# start of TEXT EXCERPT

This answer has been revised from its original version in order to take into account the following comment on the question:
The problem is to maximize all cones and spheres forming an ice cream like this.
Let's suppose we are permitted to vary the size of the sphere and the size and shape of the cone as much as we want, with the goal of achieving the maximum ratio of the volume
$\newcommand{Vcap}{V_\text{cap}}\Vcap$
of the portion of the sphere inside the cone (which is a spherical cap)
to the volume $\newcommand{Vcone}{V_\text{cone}}\Vcone$ of the entire cone.
Note that this a very different thing from saying "the cone is fixed."
A fixed cone means we can only vary the size of the sphere, not any property of the cone.

# end of TEXT EXCERPT

[WRITTEN PROBLEM A]:
List every quantity that the cone-and-sphere text says may be varied in the revised version of the problem.
[WRITTEN PROBLEM B]:
According to the cone-and-sphere text, what may be varied when the cone is fixed?

# start of EXTRACTED MATERIAL

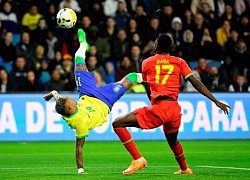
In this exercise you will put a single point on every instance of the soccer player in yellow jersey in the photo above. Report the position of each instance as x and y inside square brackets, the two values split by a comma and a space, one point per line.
[94, 103]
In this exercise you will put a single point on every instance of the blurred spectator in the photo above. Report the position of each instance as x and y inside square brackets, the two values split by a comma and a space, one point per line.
[31, 18]
[132, 4]
[8, 18]
[121, 16]
[4, 83]
[50, 17]
[72, 4]
[2, 30]
[109, 7]
[196, 5]
[85, 24]
[137, 88]
[203, 70]
[7, 51]
[110, 72]
[240, 56]
[30, 84]
[40, 34]
[187, 19]
[180, 6]
[137, 40]
[141, 18]
[93, 65]
[103, 48]
[97, 16]
[56, 61]
[208, 48]
[229, 15]
[39, 56]
[136, 57]
[227, 73]
[239, 7]
[99, 80]
[25, 47]
[71, 84]
[166, 18]
[18, 75]
[176, 30]
[198, 27]
[110, 30]
[231, 42]
[219, 7]
[188, 47]
[120, 46]
[239, 85]
[223, 33]
[244, 28]
[94, 52]
[55, 83]
[132, 27]
[44, 74]
[65, 68]
[188, 87]
[125, 68]
[101, 41]
[208, 14]
[52, 44]
[213, 79]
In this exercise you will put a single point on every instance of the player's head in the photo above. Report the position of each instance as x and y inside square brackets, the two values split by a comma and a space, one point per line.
[163, 44]
[66, 106]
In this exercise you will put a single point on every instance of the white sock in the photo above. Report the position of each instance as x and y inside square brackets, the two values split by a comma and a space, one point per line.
[81, 51]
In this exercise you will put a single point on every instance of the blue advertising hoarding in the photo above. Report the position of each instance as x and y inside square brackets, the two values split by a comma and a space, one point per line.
[27, 117]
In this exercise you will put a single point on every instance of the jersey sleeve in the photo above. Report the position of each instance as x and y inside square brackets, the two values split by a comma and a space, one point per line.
[144, 71]
[186, 72]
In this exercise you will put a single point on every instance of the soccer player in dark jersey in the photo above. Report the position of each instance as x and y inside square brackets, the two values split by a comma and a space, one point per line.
[94, 103]
[162, 75]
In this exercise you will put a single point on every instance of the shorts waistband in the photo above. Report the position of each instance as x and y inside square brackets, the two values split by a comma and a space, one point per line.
[166, 98]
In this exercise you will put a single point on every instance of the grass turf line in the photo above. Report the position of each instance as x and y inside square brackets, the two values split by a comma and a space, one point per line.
[106, 160]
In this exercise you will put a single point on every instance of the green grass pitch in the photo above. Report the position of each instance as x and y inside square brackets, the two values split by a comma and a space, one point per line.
[213, 160]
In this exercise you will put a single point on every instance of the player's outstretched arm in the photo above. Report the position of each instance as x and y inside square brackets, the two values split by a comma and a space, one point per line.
[145, 84]
[54, 94]
[199, 86]
[79, 156]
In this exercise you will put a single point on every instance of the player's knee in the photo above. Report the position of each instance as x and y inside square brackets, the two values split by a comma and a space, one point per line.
[116, 123]
[172, 139]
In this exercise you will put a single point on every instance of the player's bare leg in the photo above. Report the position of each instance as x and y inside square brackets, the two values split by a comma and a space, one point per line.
[177, 149]
[131, 79]
[119, 126]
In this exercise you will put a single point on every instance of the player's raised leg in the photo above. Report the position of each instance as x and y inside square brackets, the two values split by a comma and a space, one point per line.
[131, 79]
[177, 149]
[119, 126]
[80, 54]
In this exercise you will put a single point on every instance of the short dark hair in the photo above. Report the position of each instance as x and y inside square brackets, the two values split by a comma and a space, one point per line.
[164, 42]
[60, 106]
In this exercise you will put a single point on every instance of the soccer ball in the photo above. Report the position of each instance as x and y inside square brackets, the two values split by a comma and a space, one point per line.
[66, 18]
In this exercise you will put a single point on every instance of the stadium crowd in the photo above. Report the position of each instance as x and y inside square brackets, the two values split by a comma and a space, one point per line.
[213, 36]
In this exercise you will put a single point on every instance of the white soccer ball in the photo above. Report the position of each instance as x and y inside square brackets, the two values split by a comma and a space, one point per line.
[66, 18]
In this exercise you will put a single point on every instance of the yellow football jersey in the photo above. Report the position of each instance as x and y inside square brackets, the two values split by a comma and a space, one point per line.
[91, 113]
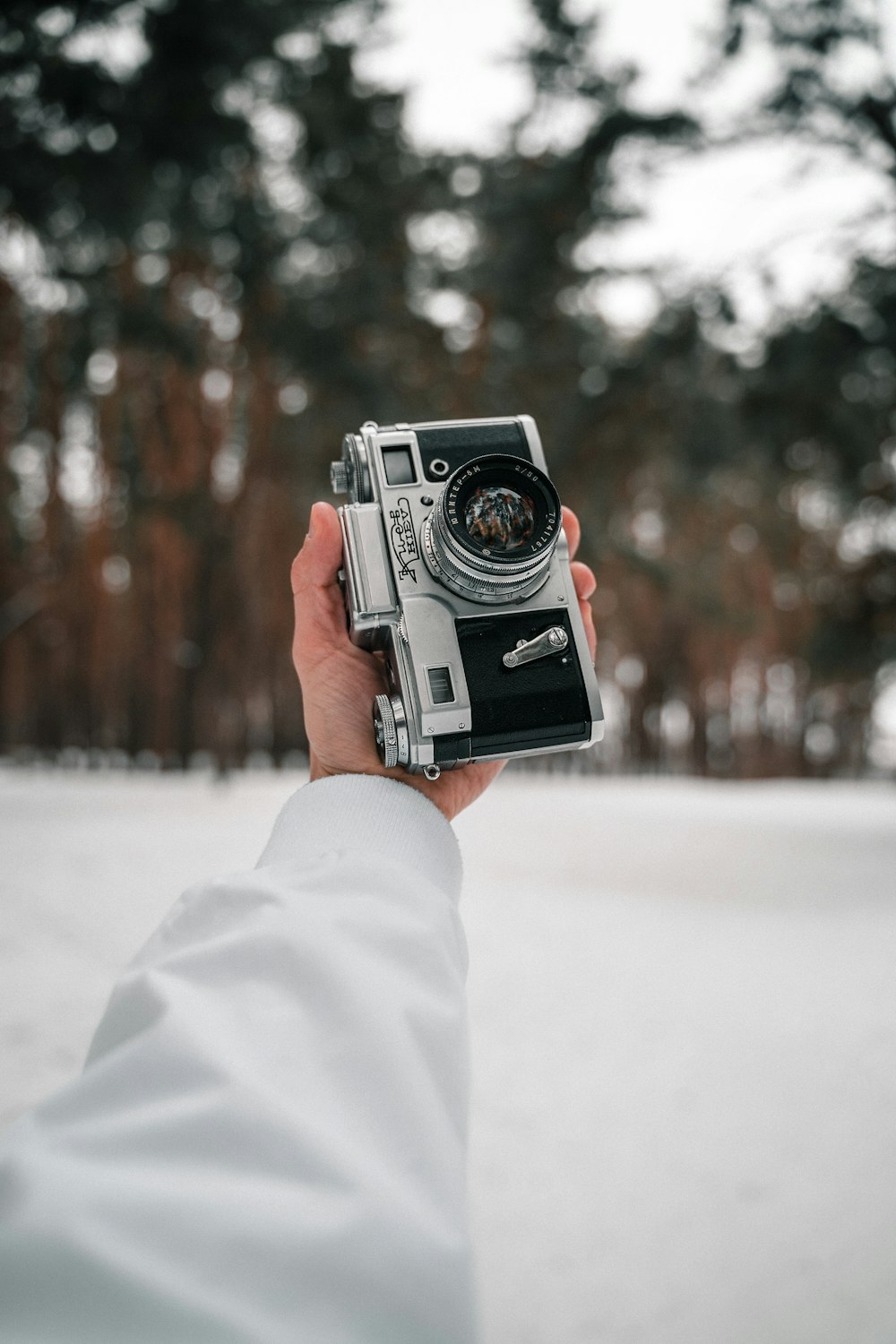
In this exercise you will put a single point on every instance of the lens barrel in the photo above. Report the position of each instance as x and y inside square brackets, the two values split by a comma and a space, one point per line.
[493, 530]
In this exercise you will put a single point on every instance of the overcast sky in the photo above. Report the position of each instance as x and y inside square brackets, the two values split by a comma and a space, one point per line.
[755, 215]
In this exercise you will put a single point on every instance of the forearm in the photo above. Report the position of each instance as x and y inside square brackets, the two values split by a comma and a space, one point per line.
[268, 1142]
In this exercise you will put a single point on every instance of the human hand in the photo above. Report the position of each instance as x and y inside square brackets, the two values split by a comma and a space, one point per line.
[340, 680]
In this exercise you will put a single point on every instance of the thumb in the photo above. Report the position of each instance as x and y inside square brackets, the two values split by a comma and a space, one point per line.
[320, 612]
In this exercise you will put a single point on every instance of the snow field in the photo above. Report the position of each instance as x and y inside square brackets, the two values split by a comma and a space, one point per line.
[683, 1004]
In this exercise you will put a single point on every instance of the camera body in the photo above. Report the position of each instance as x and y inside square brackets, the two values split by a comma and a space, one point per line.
[457, 567]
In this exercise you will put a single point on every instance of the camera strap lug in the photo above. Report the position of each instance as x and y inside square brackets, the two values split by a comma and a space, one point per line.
[552, 640]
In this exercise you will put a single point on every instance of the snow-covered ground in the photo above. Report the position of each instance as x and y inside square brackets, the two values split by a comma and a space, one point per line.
[684, 1031]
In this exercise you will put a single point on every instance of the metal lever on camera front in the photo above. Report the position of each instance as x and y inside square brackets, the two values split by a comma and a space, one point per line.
[551, 642]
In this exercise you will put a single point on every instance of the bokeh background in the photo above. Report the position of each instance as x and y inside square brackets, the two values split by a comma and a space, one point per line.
[230, 233]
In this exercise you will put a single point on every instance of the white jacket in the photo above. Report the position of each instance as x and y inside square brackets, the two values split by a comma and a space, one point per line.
[268, 1140]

# end of EXTRACTED MATERIAL

[EXPECTED OUTPUT A]:
- The size of the sphere
- The size of the cone
- The shape of the cone

[EXPECTED OUTPUT B]:
Only the size of the sphere.